Copy out the full article on the UV-sensitive tape for 2D materials word for word.

Document text: Begin

Researchers develop novel sticky tape for 2D materials
UV-sensitive tape can transfer 2D materials in an easier, cheaper and less-damaging way
A research team from Kyushu University, in collaboration with Japanese company Nitto Denko, has developed a polymer tape that can be used to stick 2D materials to many different surfaces, in an easy and user-friendly way.
The scientists call their innovation 'UV tape', because it changes its attraction to materials when irradiated with UV light.
Their findings were published in Nature Electronics on February 9, 2024 in the paper 'Ready-to-transfer two-dimensional materials using tunable adhesive force tapes'.
“Transferring 2D materials is typically a very technical and complex process; the material can easily tear, or become contaminated, which significantly degrades its unique properties,” says lead author, Hiroki Ago of Kyushu University's Global Innovation Center. “Our tape offers a quick and simple alternative, and reduces damage.”
The researchers began by focusing on graphene, and then developed tapes able to transfer white graphene (hBN), and transition metal dichalcogenides (TMDs), which are promising materials for next generation compound semiconductors.
When the researchers looked closely at the surface of the 2D materials after transfer, they saw a smoother surface with fewer defects than when transferred using the current conventional technique. Upon testing the materials’ properties, they also found that they were more efficient.

Document text: End
Entries supplied: Begin

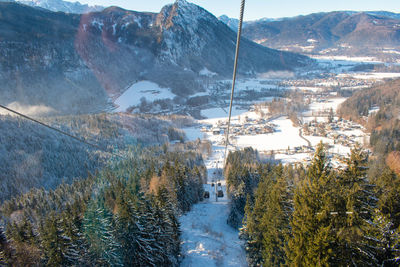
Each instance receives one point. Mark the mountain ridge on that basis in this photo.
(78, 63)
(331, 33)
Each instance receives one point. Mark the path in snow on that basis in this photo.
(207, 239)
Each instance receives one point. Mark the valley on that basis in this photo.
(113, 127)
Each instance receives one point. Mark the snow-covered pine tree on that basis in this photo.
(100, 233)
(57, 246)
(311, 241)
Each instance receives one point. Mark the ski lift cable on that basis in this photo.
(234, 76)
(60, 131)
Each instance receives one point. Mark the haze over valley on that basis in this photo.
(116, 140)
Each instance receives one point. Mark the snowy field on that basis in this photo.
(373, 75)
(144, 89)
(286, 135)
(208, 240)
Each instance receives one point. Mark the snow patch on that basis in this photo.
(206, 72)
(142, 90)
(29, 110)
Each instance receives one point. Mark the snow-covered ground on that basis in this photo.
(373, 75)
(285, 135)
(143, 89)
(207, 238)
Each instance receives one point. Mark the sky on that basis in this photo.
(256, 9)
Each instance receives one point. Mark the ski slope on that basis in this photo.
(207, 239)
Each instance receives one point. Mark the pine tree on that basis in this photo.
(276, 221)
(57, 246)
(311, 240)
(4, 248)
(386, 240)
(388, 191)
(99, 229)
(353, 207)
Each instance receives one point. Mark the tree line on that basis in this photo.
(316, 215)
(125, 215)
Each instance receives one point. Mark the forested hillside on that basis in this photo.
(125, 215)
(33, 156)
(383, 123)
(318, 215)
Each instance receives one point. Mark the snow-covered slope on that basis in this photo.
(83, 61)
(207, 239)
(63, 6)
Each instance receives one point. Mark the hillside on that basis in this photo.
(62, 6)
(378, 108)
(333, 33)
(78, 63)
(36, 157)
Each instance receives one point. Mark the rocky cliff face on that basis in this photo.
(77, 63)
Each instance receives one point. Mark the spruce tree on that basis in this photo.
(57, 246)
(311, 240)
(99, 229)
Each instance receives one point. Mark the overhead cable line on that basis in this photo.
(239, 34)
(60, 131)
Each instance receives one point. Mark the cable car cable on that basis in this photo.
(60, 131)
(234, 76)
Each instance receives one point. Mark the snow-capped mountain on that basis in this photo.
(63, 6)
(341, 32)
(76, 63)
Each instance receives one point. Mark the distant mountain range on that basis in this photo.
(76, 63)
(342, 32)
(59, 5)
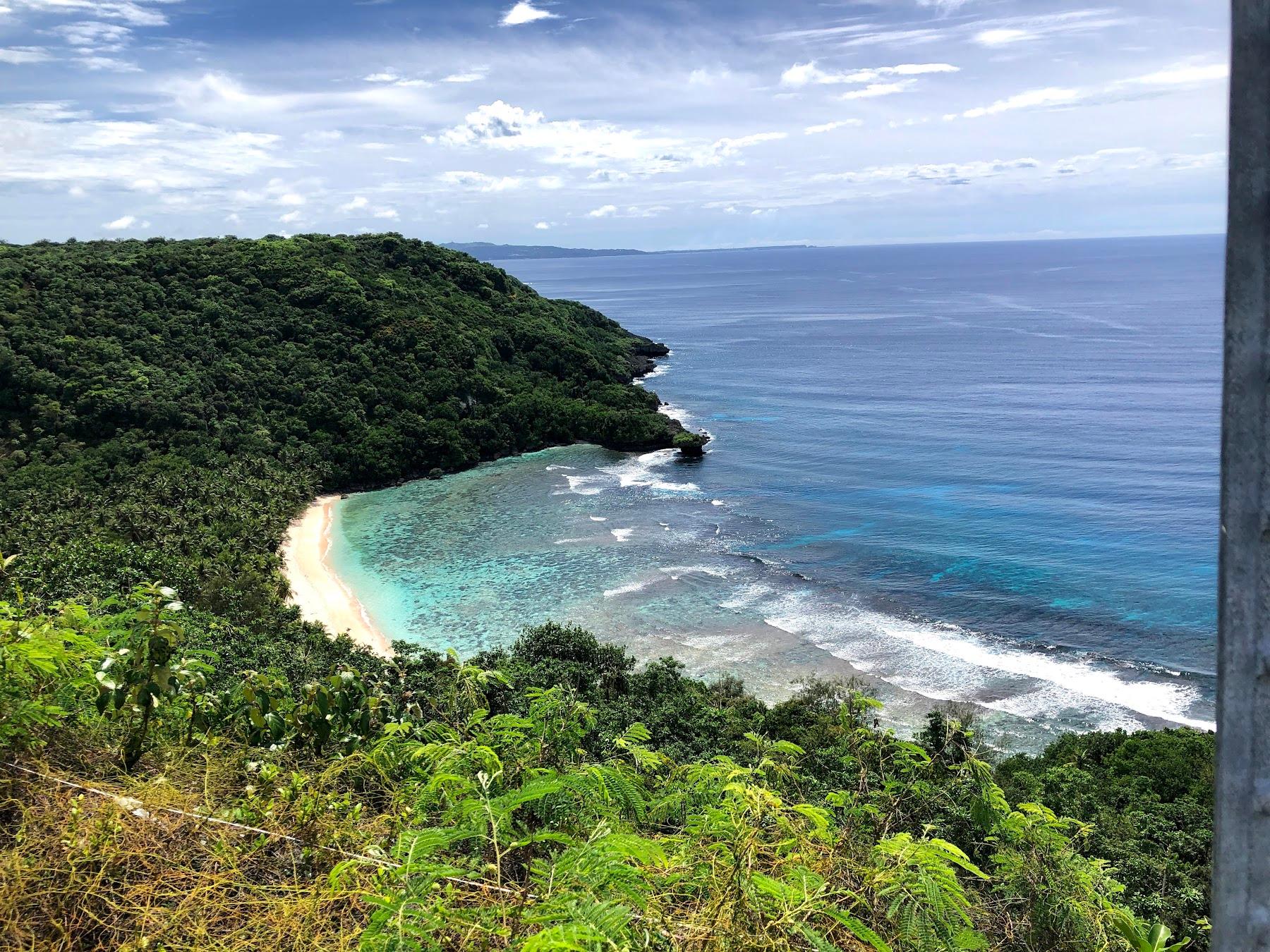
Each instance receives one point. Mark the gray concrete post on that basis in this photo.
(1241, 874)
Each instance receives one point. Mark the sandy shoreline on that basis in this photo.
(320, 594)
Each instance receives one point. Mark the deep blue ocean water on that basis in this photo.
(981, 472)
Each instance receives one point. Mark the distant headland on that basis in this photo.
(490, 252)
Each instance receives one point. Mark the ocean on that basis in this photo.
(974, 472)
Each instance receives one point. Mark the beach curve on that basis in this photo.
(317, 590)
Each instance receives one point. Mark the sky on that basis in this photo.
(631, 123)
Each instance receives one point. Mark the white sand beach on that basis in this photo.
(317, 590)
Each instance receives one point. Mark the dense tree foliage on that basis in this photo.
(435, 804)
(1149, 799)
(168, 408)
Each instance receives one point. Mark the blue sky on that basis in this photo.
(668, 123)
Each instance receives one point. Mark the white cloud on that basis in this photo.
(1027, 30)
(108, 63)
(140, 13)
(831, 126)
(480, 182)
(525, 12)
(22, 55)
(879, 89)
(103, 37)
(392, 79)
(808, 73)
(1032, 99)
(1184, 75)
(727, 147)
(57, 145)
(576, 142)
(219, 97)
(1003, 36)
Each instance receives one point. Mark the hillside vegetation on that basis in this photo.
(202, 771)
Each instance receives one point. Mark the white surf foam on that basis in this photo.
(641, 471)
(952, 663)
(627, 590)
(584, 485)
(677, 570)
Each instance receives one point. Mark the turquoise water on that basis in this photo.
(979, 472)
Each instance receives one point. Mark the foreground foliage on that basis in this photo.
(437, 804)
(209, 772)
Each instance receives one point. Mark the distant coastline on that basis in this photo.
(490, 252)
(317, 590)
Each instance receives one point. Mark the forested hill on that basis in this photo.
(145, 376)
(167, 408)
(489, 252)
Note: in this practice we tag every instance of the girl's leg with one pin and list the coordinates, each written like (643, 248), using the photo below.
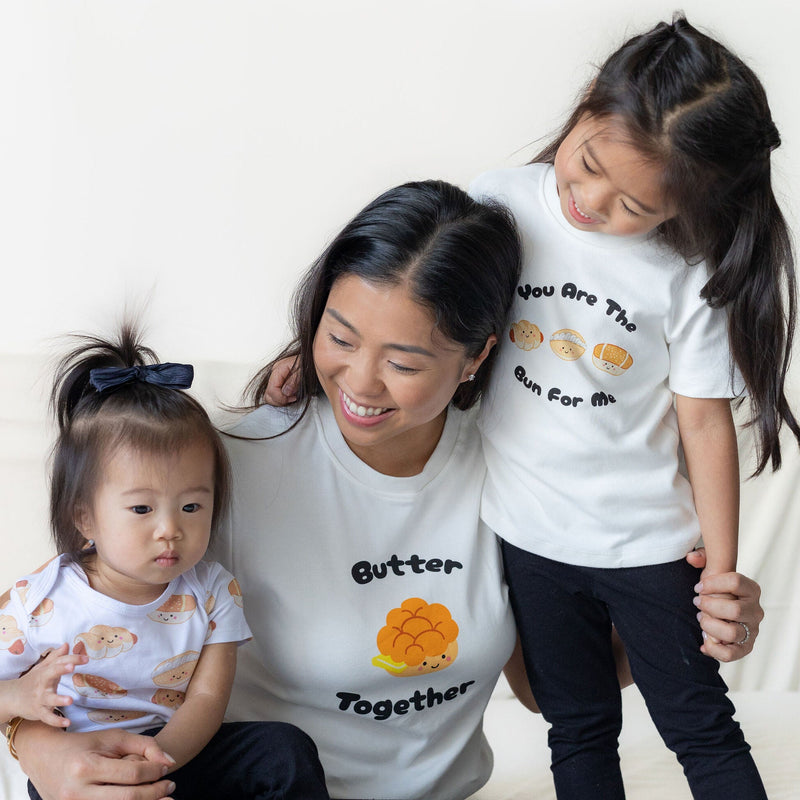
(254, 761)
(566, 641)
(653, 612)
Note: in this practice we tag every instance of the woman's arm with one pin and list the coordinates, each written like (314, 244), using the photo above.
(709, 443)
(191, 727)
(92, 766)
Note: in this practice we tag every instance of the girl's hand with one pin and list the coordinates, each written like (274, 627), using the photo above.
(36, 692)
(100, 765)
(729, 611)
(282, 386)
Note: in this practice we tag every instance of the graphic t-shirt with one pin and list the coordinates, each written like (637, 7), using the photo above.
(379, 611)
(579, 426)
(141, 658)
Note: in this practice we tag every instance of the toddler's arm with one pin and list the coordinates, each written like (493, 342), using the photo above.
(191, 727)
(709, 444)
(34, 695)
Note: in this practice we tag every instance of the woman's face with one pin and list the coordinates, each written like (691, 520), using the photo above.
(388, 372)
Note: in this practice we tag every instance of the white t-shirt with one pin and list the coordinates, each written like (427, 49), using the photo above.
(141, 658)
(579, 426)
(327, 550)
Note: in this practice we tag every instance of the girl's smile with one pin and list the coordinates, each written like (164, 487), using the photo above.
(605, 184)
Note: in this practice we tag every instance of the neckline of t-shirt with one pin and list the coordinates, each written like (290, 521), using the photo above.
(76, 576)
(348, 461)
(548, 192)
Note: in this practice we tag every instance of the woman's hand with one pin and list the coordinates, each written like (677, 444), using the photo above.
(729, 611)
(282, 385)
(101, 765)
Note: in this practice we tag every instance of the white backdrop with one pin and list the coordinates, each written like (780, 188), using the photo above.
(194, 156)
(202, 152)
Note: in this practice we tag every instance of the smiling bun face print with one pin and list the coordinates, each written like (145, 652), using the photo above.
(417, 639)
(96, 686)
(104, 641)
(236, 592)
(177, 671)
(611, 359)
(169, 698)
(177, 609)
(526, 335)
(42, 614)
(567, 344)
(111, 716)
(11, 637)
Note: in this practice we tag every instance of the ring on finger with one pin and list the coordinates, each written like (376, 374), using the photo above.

Entries supplied: End

▶ [Expected answer]
Researchers develop novel sticky tape for 2D materials
UV-sensitive tape can transfer 2D materials in an easier, cheaper and less-damaging way
A research team from Kyushu University, in collaboration with Japanese company Nitto Denko, has developed a polymer tape that can be used to stick 2D materials to many different surfaces, in an easy and user-friendly way.
The scientists call their innovation 'UV tape', because it changes its attraction to materials when irradiated with UV light.
Their findings were published in Nature Electronics on February 9, 2024 in the paper 'Ready-to-transfer two-dimensional materials using tunable adhesive force tapes'.
“Transferring 2D materials is typically a very technical and complex process; the material can easily tear, or become contaminated, which significantly degrades its unique properties,” says lead author, Hiroki Ago of Kyushu University's Global Innovation Center. “Our tape offers a quick and simple alternative, and reduces damage.”
The researchers began by focusing on graphene, and then developed tapes able to transfer white graphene (hBN), and transition metal dichalcogenides (TMDs), which are promising materials for next generation compound semiconductors.
When the researchers looked closely at the surface of the 2D materials after transfer, they saw a smoother surface with fewer defects than when transferred using the current conventional technique. Upon testing the materials’ properties, they also found that they were more efficient.